The riskier your driving profile, the more you are likely to end up costing your insurance carrier, and therefore, the more you are likely to pay in premiums. Louisiana insurers may consider you a high-risk driver if you:
- Have collected even a few DUI convictions;
- Recently committed multiple traffic violations; or
- Are an experienced driver with no history of prior insurance.
Does My Credit Score Affect My Insurance Premium in Louisiana?
Only three states currently bar car insurers from increasing rates based on their customers’ credit information: California, Hawaii, and Massachusetts. This means insurance companies in Louisiana can legally use your credit history to predict the likelihood of future claims. Blemishes on your credit history – such as failing to pay your bills on time – can cause your insurance premiums to skyrocket.
What Is the Louisiana Automobile Insurance Plan?

○ ○ ○ ○ ○ ○ ○

GOAL OF THE EXERCISE: Can you print, word for word, the part of the Louisiana car insurance text that begins with the words containing "Does My Credit" and ends with "Automobile Insurance Plan?"? The entries are separate material with no connection to the Louisiana car insurance text.

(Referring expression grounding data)
○ ○ ○ ○ ○ ○ ○

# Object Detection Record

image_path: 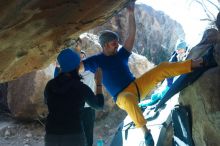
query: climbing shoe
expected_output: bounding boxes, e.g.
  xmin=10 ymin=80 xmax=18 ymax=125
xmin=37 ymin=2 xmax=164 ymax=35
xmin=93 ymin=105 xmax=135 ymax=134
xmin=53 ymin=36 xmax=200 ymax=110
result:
xmin=144 ymin=131 xmax=154 ymax=146
xmin=202 ymin=46 xmax=217 ymax=68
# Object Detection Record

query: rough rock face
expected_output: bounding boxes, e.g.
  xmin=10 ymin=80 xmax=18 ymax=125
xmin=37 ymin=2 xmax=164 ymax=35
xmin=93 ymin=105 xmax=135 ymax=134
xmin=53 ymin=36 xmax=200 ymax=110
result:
xmin=180 ymin=66 xmax=220 ymax=146
xmin=93 ymin=4 xmax=185 ymax=64
xmin=7 ymin=65 xmax=54 ymax=120
xmin=0 ymin=0 xmax=131 ymax=82
xmin=179 ymin=29 xmax=220 ymax=146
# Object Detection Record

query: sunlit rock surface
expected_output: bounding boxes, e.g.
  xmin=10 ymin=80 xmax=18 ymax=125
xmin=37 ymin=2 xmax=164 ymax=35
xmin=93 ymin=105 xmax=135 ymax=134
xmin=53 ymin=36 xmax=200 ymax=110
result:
xmin=0 ymin=0 xmax=128 ymax=82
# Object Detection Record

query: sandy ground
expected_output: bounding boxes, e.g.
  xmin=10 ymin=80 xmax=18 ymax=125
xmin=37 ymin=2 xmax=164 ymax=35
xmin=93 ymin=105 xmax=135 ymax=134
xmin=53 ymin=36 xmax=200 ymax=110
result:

○ ○ ○ ○ ○ ○ ○

COMPLETED TASK:
Does My Credit Score Affect My Insurance Premium in Louisiana?
Only three states currently bar car insurers from increasing rates based on their customers’ credit information: California, Hawaii, and Massachusetts. This means insurance companies in Louisiana can legally use your credit history to predict the likelihood of future claims. Blemishes on your credit history – such as failing to pay your bills on time – can cause your insurance premiums to skyrocket.
What Is the Louisiana Automobile Insurance Plan?